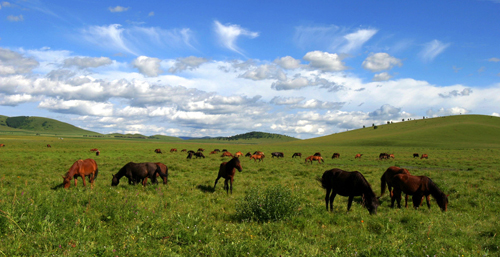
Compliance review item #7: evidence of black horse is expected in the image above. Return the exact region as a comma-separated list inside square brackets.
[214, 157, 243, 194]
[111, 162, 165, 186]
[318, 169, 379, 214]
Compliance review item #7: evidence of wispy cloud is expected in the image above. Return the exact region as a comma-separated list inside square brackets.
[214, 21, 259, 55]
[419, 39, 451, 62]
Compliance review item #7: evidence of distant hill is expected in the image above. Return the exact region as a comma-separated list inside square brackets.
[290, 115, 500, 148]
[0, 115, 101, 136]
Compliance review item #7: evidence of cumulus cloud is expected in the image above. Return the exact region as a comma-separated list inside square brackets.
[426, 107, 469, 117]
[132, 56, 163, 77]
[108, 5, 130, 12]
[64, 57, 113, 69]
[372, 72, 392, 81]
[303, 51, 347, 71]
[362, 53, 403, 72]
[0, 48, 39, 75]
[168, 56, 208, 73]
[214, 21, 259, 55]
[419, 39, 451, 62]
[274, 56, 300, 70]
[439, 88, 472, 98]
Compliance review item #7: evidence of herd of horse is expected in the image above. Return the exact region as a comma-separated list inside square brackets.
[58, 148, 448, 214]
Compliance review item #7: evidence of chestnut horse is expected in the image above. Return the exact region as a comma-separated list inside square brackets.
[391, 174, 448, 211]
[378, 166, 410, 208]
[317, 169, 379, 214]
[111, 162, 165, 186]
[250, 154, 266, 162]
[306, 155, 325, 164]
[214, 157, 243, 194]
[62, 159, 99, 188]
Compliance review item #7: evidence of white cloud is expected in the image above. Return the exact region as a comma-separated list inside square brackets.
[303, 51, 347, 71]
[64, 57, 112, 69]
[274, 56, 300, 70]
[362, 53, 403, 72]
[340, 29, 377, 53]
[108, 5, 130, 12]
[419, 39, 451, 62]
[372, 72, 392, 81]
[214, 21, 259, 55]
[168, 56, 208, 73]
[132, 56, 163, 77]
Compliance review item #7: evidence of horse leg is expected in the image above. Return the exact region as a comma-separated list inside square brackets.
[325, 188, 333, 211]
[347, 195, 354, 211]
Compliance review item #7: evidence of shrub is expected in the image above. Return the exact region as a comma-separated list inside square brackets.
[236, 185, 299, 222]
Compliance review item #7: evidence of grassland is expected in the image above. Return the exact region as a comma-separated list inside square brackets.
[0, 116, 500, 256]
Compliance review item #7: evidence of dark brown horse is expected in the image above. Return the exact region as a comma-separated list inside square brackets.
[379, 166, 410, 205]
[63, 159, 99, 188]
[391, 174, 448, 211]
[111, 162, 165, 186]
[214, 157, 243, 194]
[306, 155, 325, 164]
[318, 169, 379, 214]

----------

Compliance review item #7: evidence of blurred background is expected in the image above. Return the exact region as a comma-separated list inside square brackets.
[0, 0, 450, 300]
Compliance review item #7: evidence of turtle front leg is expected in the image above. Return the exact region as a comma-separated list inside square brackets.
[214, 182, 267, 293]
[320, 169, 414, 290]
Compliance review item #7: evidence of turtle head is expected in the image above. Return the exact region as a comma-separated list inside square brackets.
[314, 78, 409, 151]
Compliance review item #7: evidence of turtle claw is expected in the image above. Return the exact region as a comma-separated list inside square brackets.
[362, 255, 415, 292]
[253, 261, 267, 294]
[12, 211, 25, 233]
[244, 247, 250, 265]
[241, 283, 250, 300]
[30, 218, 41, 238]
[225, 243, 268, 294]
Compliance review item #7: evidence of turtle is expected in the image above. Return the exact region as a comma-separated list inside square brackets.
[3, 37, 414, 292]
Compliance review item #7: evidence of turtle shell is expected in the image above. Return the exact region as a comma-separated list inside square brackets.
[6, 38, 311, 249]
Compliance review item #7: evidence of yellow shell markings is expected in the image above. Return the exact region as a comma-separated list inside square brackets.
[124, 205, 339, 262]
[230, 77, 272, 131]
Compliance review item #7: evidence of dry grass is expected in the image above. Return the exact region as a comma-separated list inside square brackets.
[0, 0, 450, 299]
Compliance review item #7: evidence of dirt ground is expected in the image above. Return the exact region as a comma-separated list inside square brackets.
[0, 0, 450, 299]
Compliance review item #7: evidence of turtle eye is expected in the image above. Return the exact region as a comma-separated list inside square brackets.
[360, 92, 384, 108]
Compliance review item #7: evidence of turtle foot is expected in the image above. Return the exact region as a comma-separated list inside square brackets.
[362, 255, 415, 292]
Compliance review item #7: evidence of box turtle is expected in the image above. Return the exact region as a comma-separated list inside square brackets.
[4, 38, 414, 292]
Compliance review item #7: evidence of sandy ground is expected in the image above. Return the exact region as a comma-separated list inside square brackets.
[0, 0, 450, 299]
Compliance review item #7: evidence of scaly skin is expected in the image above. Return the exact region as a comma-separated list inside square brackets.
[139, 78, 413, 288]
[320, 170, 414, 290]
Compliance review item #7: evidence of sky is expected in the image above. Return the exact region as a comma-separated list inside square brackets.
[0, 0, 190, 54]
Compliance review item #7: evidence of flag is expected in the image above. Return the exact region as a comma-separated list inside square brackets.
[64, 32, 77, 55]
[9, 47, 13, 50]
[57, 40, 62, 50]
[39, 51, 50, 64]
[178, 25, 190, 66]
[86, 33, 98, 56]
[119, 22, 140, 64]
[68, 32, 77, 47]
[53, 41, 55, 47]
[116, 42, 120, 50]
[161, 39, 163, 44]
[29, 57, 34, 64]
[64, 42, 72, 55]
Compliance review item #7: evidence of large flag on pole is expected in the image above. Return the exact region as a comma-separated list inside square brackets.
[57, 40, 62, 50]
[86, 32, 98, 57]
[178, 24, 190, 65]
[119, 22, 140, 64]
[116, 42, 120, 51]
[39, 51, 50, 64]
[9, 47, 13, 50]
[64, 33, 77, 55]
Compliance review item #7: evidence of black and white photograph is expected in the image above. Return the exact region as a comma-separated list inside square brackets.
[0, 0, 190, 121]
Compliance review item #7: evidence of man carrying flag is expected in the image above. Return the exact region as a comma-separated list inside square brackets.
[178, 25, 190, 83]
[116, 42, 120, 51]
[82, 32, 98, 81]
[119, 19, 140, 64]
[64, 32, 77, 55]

----------

Aim:
Pull out the rows above, starting at the line that contains "Compliance review item #7: evidence of turtle claw" and ending at the line that contains "[241, 283, 250, 300]", both included, and reproduce them character for character.

Expected answer:
Compliance review item #7: evidence of turtle claw is expected in the image above. Return the exact region as a comma-separated list inside square brackets.
[362, 255, 415, 292]
[253, 261, 267, 294]
[12, 211, 25, 233]
[244, 247, 250, 265]
[241, 283, 250, 300]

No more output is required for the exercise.